◆ Brief
Please convert the lines below into a JSON list of strings, one string per line, omitting any blank lines.

[Excerpts from a dataset on object pointing]
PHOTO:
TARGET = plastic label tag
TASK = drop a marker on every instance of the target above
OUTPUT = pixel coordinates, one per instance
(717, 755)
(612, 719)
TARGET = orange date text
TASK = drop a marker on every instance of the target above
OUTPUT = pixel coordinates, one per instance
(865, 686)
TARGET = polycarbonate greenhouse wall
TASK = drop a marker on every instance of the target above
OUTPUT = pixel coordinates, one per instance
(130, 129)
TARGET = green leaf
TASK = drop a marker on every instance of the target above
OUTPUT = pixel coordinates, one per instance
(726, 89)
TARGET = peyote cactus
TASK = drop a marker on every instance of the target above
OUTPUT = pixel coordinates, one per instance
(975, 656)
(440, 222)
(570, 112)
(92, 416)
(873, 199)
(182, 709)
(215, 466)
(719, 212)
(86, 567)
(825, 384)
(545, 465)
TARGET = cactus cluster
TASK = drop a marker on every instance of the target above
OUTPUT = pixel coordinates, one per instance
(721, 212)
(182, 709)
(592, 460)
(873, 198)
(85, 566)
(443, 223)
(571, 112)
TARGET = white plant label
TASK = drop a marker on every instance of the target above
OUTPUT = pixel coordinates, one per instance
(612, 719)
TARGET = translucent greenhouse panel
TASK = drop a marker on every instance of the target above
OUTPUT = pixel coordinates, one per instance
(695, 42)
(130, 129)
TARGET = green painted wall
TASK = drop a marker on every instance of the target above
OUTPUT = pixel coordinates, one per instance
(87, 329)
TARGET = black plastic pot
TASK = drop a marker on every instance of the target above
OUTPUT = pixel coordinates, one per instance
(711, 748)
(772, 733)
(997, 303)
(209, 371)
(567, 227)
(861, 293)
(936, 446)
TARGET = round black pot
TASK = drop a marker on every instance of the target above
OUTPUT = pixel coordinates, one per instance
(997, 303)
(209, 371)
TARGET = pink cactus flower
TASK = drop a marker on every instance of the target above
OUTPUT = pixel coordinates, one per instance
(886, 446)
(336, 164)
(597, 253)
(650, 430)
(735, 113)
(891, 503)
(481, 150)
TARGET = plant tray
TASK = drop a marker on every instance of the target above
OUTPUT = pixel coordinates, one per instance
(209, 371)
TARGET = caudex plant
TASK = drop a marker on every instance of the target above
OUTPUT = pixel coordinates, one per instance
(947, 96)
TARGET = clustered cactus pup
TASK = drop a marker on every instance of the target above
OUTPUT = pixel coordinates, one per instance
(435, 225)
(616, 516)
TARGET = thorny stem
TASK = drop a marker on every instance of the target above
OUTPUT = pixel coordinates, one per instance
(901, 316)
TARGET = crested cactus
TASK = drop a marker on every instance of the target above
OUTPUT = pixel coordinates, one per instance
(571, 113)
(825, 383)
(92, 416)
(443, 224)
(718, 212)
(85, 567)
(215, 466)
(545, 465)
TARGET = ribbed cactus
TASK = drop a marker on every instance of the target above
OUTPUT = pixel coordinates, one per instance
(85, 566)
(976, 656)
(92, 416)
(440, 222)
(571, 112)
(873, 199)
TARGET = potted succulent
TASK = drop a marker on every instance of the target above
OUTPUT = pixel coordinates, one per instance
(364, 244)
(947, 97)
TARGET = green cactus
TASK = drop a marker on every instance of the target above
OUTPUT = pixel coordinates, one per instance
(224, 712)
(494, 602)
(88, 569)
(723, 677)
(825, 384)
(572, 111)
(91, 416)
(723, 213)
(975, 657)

◆ Answer for the task
[
  "PHOTO:",
  "TARGET = plastic label tag",
  "TASK = drop a marker on every instance of the target above",
  "OUTPUT = pixel coordinates, one per instance",
  "(717, 755)",
  "(612, 719)",
  "TARGET = orange date text",
  "TASK = drop a marker on every instance of the target above",
  "OUTPUT = pixel coordinates, one per instance",
  "(865, 686)",
  "TARGET = polycarbonate greenhouse wall",
  "TASK = drop a marker on every instance of the target above",
  "OUTPUT = pixel coordinates, one per instance",
  "(130, 129)",
  "TARGET = green leaf",
  "TASK = drop a marker on every instance of the target above",
  "OUTPUT = pixel coordinates, one per instance",
  "(726, 89)",
  "TARGET = peyote cactus",
  "TASK = drop a marker on every instance of the target above",
  "OUTPUT = pixel coordinates, one per instance",
  "(975, 656)",
  "(440, 222)",
  "(570, 112)",
  "(92, 416)",
  "(873, 199)",
  "(182, 709)",
  "(215, 466)",
  "(719, 212)",
  "(86, 567)",
  "(825, 384)",
  "(545, 465)",
  "TARGET = cactus cluster",
  "TASK = drop a marker on every instance of the target above",
  "OUTPUT = pixel coordinates, one per instance",
  "(721, 212)",
  "(182, 709)",
  "(592, 460)",
  "(873, 198)",
  "(85, 566)",
  "(443, 223)",
  "(571, 112)",
  "TARGET = white plant label",
  "TASK = drop a marker on every instance of the target above",
  "OUTPUT = pixel coordinates, one per instance",
  "(612, 719)",
  "TARGET = translucent greenhouse panel",
  "TASK = drop a marker on every instance of the target above",
  "OUTPUT = pixel coordinates, one per instance",
  "(695, 42)",
  "(130, 129)",
  "TARGET = green painted wall",
  "TASK = drop a marker on every instance of the target above",
  "OUTPUT = pixel coordinates, one per instance",
  "(87, 329)",
  "TARGET = black plastic pot",
  "TASK = drop a marker on every instance of the target above",
  "OUTPUT = pixel coordinates, one per instance",
  "(711, 748)",
  "(772, 733)",
  "(997, 303)",
  "(209, 371)",
  "(567, 227)",
  "(861, 293)",
  "(936, 446)",
  "TARGET = round black pot",
  "TASK = drop a marker on every instance of the target above",
  "OUTPUT = pixel coordinates, one per instance",
  "(997, 303)",
  "(209, 371)",
  "TARGET = pink cactus flower",
  "TASK = drop a marker on every instance of the target above",
  "OUTPUT = pixel coordinates, one per instance",
  "(886, 446)",
  "(336, 164)",
  "(597, 253)",
  "(650, 430)",
  "(735, 113)",
  "(891, 503)",
  "(481, 150)",
  "TARGET = plant tray",
  "TASK = drop a marker on every instance of the target above",
  "OUTPUT = pixel coordinates, one per instance",
  "(209, 371)",
  "TARGET = caudex plant",
  "TASK = drop a marker on every instance of the target above",
  "OUTPUT = pixel coordinates, one per instance",
  "(947, 96)",
  "TARGET = clustered cactus pup",
  "TASK = drop a marker on every instance of the target above",
  "OUTPUT = pixel coordinates, one per instance",
  "(435, 225)",
  "(616, 516)",
  "TARGET = thorny stem",
  "TASK = drop a marker on every instance of the target above",
  "OUTPUT = pixel coordinates, one per instance",
  "(901, 316)",
  "TARGET = crested cactus",
  "TASK = drop a marker on every instance of the target above",
  "OUTPUT = pixel coordinates, one per instance",
  "(571, 113)",
  "(825, 383)",
  "(92, 416)",
  "(443, 224)",
  "(718, 212)",
  "(85, 567)",
  "(215, 466)",
  "(545, 465)",
  "TARGET = ribbed cactus",
  "TASK = drop a marker on every instance of the target above",
  "OUTPUT = pixel coordinates, one per instance",
  "(85, 566)",
  "(976, 656)",
  "(92, 416)",
  "(440, 222)",
  "(571, 112)",
  "(873, 199)",
  "TARGET = potted succulent",
  "TASK = drop a marker on every instance of the target above",
  "OUTPUT = pixel coordinates, one per instance",
  "(364, 244)",
  "(947, 97)",
  "TARGET = green cactus",
  "TASK = drop a marker on every instance of the target above",
  "OUTPUT = pixel coordinates, one per instance",
  "(224, 712)",
  "(494, 602)",
  "(88, 569)",
  "(723, 677)",
  "(825, 384)",
  "(572, 111)",
  "(91, 416)",
  "(723, 213)",
  "(975, 657)"
]